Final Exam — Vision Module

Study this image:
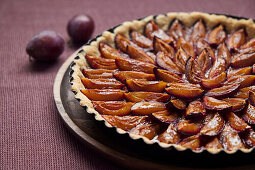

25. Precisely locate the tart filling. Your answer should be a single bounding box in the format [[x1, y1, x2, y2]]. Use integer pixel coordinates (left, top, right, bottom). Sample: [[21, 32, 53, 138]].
[[71, 12, 255, 153]]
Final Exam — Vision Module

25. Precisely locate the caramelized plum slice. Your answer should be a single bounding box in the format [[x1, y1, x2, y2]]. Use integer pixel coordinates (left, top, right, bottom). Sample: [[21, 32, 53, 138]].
[[145, 21, 173, 43], [81, 78, 124, 89], [243, 104, 255, 125], [200, 113, 224, 136], [228, 28, 245, 49], [179, 135, 201, 150], [166, 83, 204, 99], [168, 19, 185, 41], [217, 43, 231, 67], [228, 67, 252, 79], [208, 25, 227, 45], [227, 112, 251, 132], [197, 39, 215, 62], [241, 38, 255, 50], [234, 86, 255, 99], [224, 75, 255, 88], [197, 49, 212, 74], [158, 124, 181, 144], [173, 48, 189, 73], [170, 99, 187, 110], [115, 58, 155, 74], [176, 37, 196, 58], [126, 79, 167, 92], [231, 48, 255, 68], [244, 129, 255, 147], [156, 52, 181, 74], [203, 96, 231, 110], [113, 71, 156, 83], [114, 34, 133, 53], [177, 120, 201, 135], [125, 92, 169, 103], [186, 100, 206, 118], [185, 57, 205, 84], [131, 101, 166, 115], [86, 55, 118, 70], [201, 72, 227, 89], [130, 31, 152, 49], [154, 69, 184, 83], [130, 124, 160, 140], [127, 45, 156, 64], [191, 19, 206, 44], [92, 101, 134, 116], [205, 84, 240, 98], [153, 37, 175, 56], [99, 42, 126, 59], [82, 69, 113, 79], [81, 89, 125, 101], [152, 110, 178, 123], [209, 56, 226, 78], [223, 98, 247, 112], [102, 115, 148, 131]]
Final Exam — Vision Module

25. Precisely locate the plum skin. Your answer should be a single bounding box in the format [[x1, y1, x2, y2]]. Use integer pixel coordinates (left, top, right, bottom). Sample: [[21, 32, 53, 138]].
[[26, 30, 65, 61], [67, 15, 95, 44]]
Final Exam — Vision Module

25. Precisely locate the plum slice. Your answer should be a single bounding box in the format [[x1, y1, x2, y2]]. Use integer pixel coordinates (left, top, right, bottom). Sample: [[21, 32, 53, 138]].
[[82, 69, 113, 79], [126, 79, 167, 92], [168, 19, 185, 41], [130, 124, 160, 140], [166, 83, 204, 99], [185, 57, 205, 84], [208, 24, 227, 45], [92, 101, 134, 116], [173, 48, 189, 73], [223, 98, 247, 112], [200, 112, 224, 136], [185, 100, 206, 118], [191, 19, 206, 44], [127, 45, 156, 64], [131, 101, 166, 115], [243, 104, 255, 125], [201, 72, 227, 89], [154, 68, 184, 83], [115, 58, 155, 74], [228, 28, 245, 49], [176, 37, 195, 58], [102, 115, 148, 131], [81, 78, 124, 89], [231, 47, 255, 68], [81, 89, 125, 101], [203, 96, 232, 111], [156, 52, 182, 74], [145, 21, 173, 43], [130, 31, 152, 49], [205, 84, 240, 98], [86, 55, 118, 70], [228, 67, 252, 79], [153, 37, 175, 58], [113, 71, 156, 83], [125, 92, 169, 103], [158, 124, 181, 144], [152, 110, 178, 123], [226, 112, 251, 132], [99, 42, 126, 59]]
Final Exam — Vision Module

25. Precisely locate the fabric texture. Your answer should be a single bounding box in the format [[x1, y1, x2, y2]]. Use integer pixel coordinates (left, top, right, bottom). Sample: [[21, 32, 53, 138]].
[[0, 0, 255, 169]]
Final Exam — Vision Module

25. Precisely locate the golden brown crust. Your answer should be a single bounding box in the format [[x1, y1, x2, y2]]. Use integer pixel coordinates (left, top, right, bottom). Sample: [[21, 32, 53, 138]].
[[71, 12, 255, 154]]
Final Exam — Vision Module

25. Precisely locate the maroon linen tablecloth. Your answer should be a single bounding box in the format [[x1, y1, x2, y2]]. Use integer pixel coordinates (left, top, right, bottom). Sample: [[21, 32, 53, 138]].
[[0, 0, 255, 169]]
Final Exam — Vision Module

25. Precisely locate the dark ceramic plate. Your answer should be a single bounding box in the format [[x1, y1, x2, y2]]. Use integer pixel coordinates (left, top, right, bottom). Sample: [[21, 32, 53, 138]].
[[54, 15, 255, 169]]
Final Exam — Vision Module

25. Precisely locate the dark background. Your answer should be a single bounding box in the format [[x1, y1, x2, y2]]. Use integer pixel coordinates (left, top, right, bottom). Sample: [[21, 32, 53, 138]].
[[0, 0, 255, 169]]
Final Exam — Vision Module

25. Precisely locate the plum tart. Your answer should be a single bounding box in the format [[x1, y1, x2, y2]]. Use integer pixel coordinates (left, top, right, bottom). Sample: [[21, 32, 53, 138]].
[[71, 12, 255, 153]]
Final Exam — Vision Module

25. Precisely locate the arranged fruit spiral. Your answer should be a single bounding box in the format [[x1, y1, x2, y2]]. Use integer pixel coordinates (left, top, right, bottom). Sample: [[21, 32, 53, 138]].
[[76, 15, 255, 151]]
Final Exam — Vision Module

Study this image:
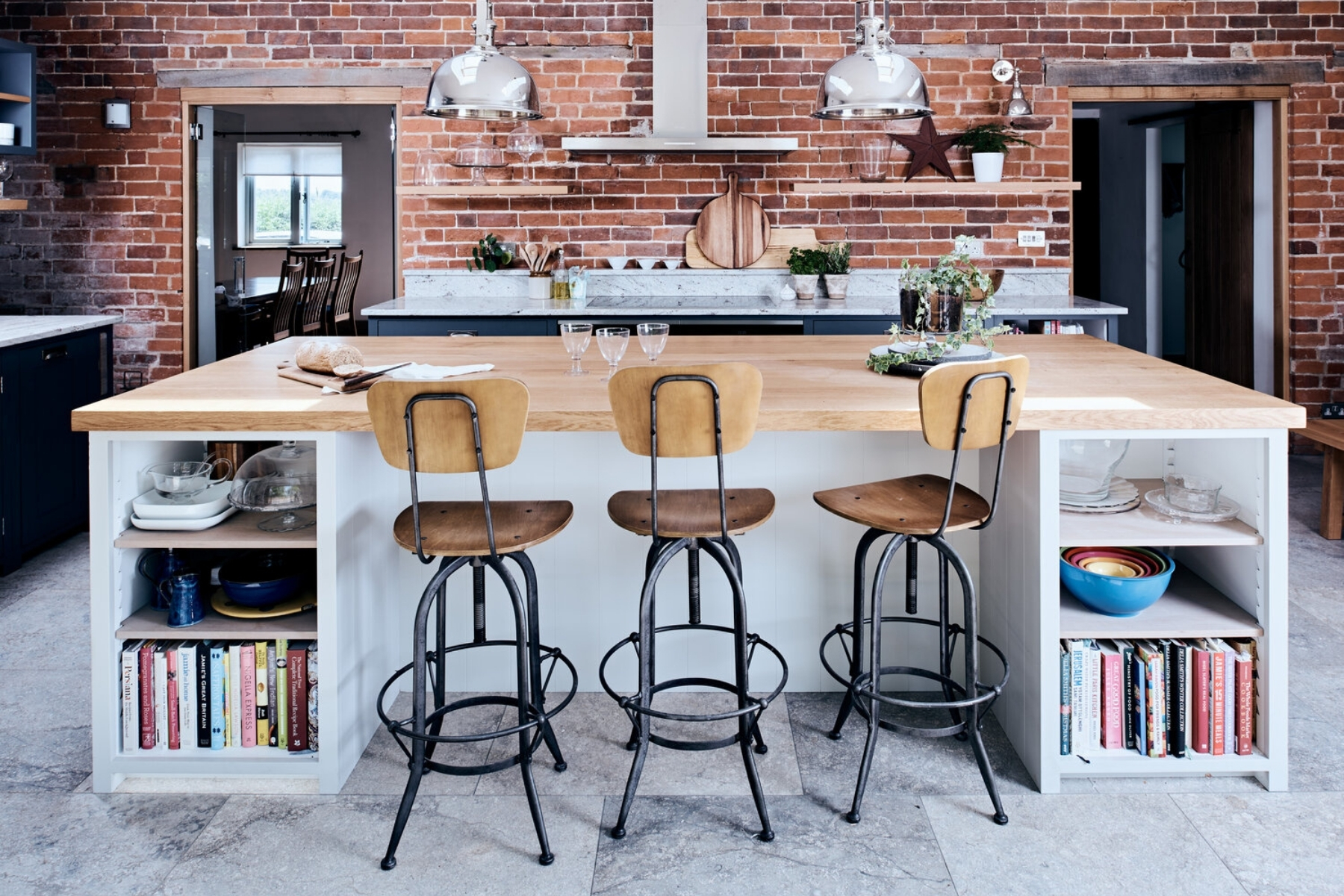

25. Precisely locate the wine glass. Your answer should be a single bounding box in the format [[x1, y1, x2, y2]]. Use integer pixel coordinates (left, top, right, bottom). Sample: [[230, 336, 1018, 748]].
[[508, 124, 544, 184], [597, 326, 630, 383], [561, 323, 593, 376], [635, 324, 668, 364]]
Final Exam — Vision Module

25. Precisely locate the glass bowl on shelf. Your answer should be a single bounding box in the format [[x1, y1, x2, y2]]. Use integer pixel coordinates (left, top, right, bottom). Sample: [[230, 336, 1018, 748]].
[[228, 442, 317, 532]]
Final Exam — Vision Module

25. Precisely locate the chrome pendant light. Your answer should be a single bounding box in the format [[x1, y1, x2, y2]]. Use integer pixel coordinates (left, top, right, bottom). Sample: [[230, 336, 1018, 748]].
[[425, 0, 541, 121], [812, 0, 933, 119]]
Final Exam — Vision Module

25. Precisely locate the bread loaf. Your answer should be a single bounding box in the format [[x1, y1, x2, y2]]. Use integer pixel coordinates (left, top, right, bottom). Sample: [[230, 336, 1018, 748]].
[[294, 340, 364, 373]]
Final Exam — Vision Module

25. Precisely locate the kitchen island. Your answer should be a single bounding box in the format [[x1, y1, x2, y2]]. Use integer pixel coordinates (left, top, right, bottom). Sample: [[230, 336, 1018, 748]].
[[74, 336, 1305, 792]]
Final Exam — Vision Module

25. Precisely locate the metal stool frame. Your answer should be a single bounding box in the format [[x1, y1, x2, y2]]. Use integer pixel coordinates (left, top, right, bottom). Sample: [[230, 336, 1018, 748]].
[[598, 373, 789, 842], [378, 392, 578, 871], [820, 371, 1018, 825]]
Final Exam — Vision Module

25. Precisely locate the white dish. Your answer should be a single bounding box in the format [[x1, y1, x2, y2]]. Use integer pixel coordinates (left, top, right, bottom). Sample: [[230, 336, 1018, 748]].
[[131, 508, 238, 532], [131, 482, 231, 520]]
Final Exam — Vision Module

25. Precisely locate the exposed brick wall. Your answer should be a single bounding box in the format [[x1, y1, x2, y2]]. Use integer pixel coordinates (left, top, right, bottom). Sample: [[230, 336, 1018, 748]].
[[0, 0, 1344, 414]]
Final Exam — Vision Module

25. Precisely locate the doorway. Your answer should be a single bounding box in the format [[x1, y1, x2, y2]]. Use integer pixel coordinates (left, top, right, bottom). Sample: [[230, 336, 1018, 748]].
[[1072, 89, 1287, 395]]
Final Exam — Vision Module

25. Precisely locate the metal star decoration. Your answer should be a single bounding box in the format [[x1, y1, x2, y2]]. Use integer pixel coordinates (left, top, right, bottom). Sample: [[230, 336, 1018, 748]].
[[891, 116, 959, 180]]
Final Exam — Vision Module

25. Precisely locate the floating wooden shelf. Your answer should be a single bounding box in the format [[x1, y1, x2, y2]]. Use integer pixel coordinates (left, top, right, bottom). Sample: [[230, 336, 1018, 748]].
[[1059, 568, 1265, 639], [113, 508, 317, 550], [1059, 479, 1265, 548], [116, 597, 317, 641], [399, 184, 570, 197], [793, 180, 1083, 193]]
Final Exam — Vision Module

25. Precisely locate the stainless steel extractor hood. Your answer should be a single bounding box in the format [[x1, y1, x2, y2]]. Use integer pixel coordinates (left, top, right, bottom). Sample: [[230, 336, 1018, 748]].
[[561, 0, 798, 153]]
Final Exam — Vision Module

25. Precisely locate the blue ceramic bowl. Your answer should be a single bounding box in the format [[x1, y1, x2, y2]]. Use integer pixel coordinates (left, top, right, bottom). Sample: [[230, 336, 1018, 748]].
[[1059, 551, 1176, 617], [219, 551, 304, 607]]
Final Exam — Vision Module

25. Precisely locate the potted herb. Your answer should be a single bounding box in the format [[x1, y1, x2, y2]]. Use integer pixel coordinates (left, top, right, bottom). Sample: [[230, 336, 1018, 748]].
[[823, 243, 852, 299], [957, 125, 1032, 184], [467, 234, 514, 274], [789, 246, 827, 298]]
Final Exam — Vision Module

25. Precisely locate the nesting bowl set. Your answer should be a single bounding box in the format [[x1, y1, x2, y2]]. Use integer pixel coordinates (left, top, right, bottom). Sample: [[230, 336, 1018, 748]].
[[1059, 547, 1176, 617]]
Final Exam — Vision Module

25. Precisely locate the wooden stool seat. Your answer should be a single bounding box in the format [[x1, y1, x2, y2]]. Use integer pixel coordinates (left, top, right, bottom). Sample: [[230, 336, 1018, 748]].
[[393, 501, 574, 558], [812, 474, 989, 535], [606, 489, 774, 538]]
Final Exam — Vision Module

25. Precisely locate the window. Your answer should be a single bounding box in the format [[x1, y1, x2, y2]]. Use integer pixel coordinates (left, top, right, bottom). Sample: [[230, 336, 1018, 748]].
[[238, 143, 341, 246]]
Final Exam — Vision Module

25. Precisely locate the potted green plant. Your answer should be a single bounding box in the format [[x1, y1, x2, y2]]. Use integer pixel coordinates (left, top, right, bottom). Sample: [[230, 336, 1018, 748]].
[[823, 243, 852, 299], [789, 246, 827, 298], [957, 125, 1033, 184], [467, 234, 514, 274]]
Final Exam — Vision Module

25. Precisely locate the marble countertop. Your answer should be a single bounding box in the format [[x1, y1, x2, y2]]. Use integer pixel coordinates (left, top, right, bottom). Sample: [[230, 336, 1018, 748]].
[[0, 314, 121, 348], [361, 294, 1129, 317]]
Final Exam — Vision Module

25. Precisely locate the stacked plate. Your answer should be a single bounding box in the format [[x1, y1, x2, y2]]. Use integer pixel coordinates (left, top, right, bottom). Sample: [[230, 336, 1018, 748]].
[[131, 482, 238, 532], [1059, 476, 1139, 513]]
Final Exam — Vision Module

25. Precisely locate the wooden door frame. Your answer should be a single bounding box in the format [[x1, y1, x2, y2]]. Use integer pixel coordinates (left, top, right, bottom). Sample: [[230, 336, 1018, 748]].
[[1067, 84, 1292, 400], [178, 87, 402, 371]]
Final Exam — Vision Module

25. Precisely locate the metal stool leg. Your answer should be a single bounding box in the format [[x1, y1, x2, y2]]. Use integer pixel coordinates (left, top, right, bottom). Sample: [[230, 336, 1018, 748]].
[[845, 535, 909, 825]]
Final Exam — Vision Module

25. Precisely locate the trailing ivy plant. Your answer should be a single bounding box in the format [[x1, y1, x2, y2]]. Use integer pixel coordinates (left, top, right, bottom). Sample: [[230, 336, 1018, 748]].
[[867, 237, 1008, 373]]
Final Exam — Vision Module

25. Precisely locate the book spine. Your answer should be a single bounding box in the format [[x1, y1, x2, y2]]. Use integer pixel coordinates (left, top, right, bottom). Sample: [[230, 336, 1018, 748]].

» Aim of the exercise:
Report each line of the material in which the word "stool" appears, copying it in full.

» Solution for this task:
25. Precisely locate the metal stool frame. Your answer should be a single bounding box in the format [[x1, y1, x2, y2]]. Use integer pixel coordinates (left, top, right, bottom). Sample: [[230, 336, 1018, 748]].
25. Precisely locate the wooden stool seat. Your answer should be a single bounding box in the format [[x1, y1, x2, y2]]. Use integer pixel coordinates (left, top, right, bottom). Sample: [[230, 336, 1018, 748]].
25. Precisely locate the metal stool leg. Your answer should be a single bounding box in the format [[x1, y1, x2, y2]]. Use integer pixel coordinates (left, top, right, bottom). Sample: [[230, 336, 1018, 748]].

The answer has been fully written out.